start Records for this exercise
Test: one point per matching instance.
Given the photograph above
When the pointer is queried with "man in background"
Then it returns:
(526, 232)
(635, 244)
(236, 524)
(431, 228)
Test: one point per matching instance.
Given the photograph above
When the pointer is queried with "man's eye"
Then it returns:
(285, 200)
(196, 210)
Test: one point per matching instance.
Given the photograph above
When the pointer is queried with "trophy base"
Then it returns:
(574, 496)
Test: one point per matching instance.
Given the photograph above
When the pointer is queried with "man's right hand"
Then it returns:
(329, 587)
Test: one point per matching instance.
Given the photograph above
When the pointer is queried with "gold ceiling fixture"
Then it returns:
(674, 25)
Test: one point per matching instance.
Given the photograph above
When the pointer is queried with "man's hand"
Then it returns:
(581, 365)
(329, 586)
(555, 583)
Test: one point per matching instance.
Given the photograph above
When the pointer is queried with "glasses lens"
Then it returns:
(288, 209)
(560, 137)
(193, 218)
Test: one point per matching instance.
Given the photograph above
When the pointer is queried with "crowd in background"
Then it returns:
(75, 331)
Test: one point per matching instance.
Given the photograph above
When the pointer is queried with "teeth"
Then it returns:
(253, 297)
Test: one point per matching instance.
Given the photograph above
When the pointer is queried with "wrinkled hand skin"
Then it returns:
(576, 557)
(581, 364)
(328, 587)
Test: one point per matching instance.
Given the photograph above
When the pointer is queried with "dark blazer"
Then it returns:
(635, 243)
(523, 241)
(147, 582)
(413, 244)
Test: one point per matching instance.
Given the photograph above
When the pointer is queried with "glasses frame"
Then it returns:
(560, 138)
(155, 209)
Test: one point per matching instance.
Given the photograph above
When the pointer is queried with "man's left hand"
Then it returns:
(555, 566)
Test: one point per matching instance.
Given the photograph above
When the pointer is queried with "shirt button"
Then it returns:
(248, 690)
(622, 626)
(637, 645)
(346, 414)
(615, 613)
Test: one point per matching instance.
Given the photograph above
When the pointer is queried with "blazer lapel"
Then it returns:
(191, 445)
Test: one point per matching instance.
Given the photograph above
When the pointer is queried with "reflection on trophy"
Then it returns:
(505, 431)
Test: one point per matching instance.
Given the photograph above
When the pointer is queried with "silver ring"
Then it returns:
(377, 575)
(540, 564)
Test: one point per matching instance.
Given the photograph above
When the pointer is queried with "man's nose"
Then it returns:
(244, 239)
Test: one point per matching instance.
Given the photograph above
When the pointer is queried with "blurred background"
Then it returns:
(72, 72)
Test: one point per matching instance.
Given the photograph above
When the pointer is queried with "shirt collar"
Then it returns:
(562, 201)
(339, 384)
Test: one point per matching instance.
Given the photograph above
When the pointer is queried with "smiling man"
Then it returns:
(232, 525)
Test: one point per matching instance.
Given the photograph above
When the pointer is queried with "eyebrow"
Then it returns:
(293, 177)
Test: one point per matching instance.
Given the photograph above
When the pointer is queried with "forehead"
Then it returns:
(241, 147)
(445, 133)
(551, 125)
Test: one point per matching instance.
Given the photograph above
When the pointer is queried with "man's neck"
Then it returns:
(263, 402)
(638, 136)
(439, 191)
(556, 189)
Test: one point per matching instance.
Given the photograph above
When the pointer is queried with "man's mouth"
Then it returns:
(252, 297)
end Records for this exercise
- [Task instructions]
Every entry should be printed again exactly as written.

- [Answer to the task]
Test: one point per matching instance.
Given the photograph above
When the pointer is queried with "man in background"
Then it returns:
(526, 232)
(635, 244)
(236, 524)
(431, 228)
Test: one point per matching instance.
Given the photograph above
When the pointer is queried with "man's eye"
Then it returns:
(285, 200)
(196, 210)
Test: one point per matching instance.
Given the photograph above
When the pointer is queried with "trophy base"
Then it returns:
(574, 496)
Test: one point per matching instance.
Given the photograph above
When the pointer is queried with "man's right hand"
Then it returns:
(329, 587)
Test: one point per matching instance.
Given the photograph above
When the pointer is queried with "gold ceiling fixture"
Then it returns:
(674, 25)
Test: one point per matching instance.
Given the photograph above
When the pointer is queried with "man's hand"
Then it returns:
(581, 365)
(329, 586)
(555, 583)
Test: one point per matching instance.
Given the photograph above
When the pointer is queried with "glasses lens"
Then it returns:
(288, 209)
(560, 137)
(193, 218)
Test: one point per matching instance.
Given the photograph above
When the pointer is queried with "crowd in background"
Then it returns:
(75, 331)
Test: one point per matching instance.
Given the photograph above
When the pointer is queried with "teeth"
Then it returns:
(253, 297)
Test: one point per matching instance.
Given the photograph above
When the pointer is queried with "wrinkled hand skin"
Then it returns:
(576, 557)
(581, 364)
(328, 587)
Test: one point per matching instance.
Given the photograph above
When the pointer is queried with "dark blazer"
Then it returns:
(635, 243)
(523, 241)
(147, 582)
(413, 244)
Test: one point per matching instance.
Given the photograph above
When the pointer is queried with "glasses frame"
Then it returns:
(560, 138)
(155, 209)
Test: one point per matching instance.
Given the photograph above
When the pointer is queried with "man's left hand"
Then it returns:
(555, 566)
Test: one point per matching instance.
Given the photograph above
When the pointer is queried with "shirt button"
Then it returns:
(248, 690)
(622, 626)
(637, 645)
(346, 414)
(615, 613)
Test: one point per matching instance.
Given the photograph above
When the pointer is queried with "blazer lapel"
Then it returns:
(191, 445)
Test: one point per matching instance.
Given the photograph above
When the pointer is queried with "reflection on trophy"
Then it returns:
(505, 431)
Test: one point per matching instance.
Given the photograph above
When the pointer is queried with "silver ring"
Then it returns:
(377, 575)
(540, 564)
Test: one point per matching instance.
Given the photograph above
When the pointer is queried with "man's nose"
Then it returns:
(244, 239)
Test: one point per matching instance.
Given the photograph above
When the pointer is queried with "blurred background"
Then it returns:
(72, 72)
Test: one point per matching instance.
Given the photograph above
When the pointer is queried with "shirt collar"
Then it returns:
(562, 201)
(339, 384)
Test: one point per matching instance.
Given the photograph above
When the pointer is queried with "smiling man"
Then it returns:
(232, 525)
Test: one point per matching instance.
Given the photograph above
When the pointer is queried with "eyebrow"
Then it returns:
(293, 177)
Test: one point per matching instance.
Given the photograph above
When the pointer is queried with "forehead"
Then it returns:
(241, 147)
(445, 133)
(551, 125)
Test: one point per matching instance.
Given the photograph above
When the pointer is queried with "man's neck"
Then it returns:
(263, 402)
(638, 136)
(439, 191)
(556, 189)
Test: one point per matching instance.
Given the photograph above
When the pointer is queried with "man's mouth"
Then it returns:
(252, 297)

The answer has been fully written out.